[Point annotation data]
------------

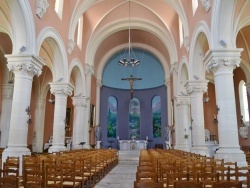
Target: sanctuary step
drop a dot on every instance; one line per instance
(124, 174)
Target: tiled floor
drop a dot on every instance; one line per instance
(123, 175)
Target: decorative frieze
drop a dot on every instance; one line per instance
(89, 70)
(206, 4)
(41, 7)
(71, 46)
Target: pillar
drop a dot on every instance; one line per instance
(7, 96)
(196, 89)
(89, 71)
(61, 92)
(78, 128)
(25, 67)
(222, 63)
(37, 143)
(182, 128)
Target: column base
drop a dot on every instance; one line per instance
(183, 147)
(15, 152)
(98, 144)
(56, 148)
(202, 150)
(231, 155)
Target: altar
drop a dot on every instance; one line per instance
(130, 145)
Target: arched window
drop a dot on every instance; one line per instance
(134, 118)
(243, 102)
(112, 117)
(59, 7)
(156, 114)
(194, 6)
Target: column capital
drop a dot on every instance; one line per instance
(63, 89)
(182, 101)
(79, 102)
(24, 65)
(222, 61)
(40, 103)
(174, 68)
(196, 87)
(99, 83)
(89, 70)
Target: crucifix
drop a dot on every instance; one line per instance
(131, 80)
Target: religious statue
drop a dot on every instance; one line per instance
(98, 134)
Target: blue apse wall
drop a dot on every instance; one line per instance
(152, 84)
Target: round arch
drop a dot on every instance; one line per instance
(76, 72)
(60, 61)
(200, 37)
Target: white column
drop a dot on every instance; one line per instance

------------

**Objective**
Return every line of the listing above word for word, leaving out the pictures.

**Problem solution**
Target: sanctuary step
drop a dot on every instance; one line per instance
(124, 174)
Target: tiled floor
drop a dot on every instance; one line per instance
(123, 175)
Target: decorative frieze
drop a dot on every instance; one line per instance
(89, 70)
(206, 4)
(41, 7)
(71, 46)
Target: pillar
drop a dot on every instance; one line per instance
(7, 96)
(196, 89)
(89, 71)
(61, 92)
(78, 128)
(25, 67)
(222, 63)
(37, 143)
(182, 128)
Target: column base
drop a dot on every instance; one line per instance
(183, 147)
(15, 152)
(98, 144)
(56, 148)
(202, 150)
(231, 155)
Target: altar
drop a dot on every instance; one line per instance
(130, 145)
Target: arched window
drop a dot on every instance; one line per instance
(134, 118)
(243, 102)
(112, 117)
(59, 7)
(156, 114)
(194, 6)
Target: column capital
drop a dot on every instance; one line per instance
(63, 89)
(182, 101)
(79, 102)
(24, 65)
(222, 61)
(40, 103)
(174, 68)
(196, 87)
(99, 83)
(89, 70)
Target: crucifix
drop a dot on every instance; one line per instance
(131, 80)
Target: religious statue
drop a dot on every instance; one line per instance
(98, 134)
Target: blue apse wall
drop a dot on every instance; one line per instance
(152, 84)
Target: round arch
drop a dot on every instance; one line per instance
(76, 72)
(60, 61)
(200, 37)
Target: white column
drop a dot on every instance; one line per instance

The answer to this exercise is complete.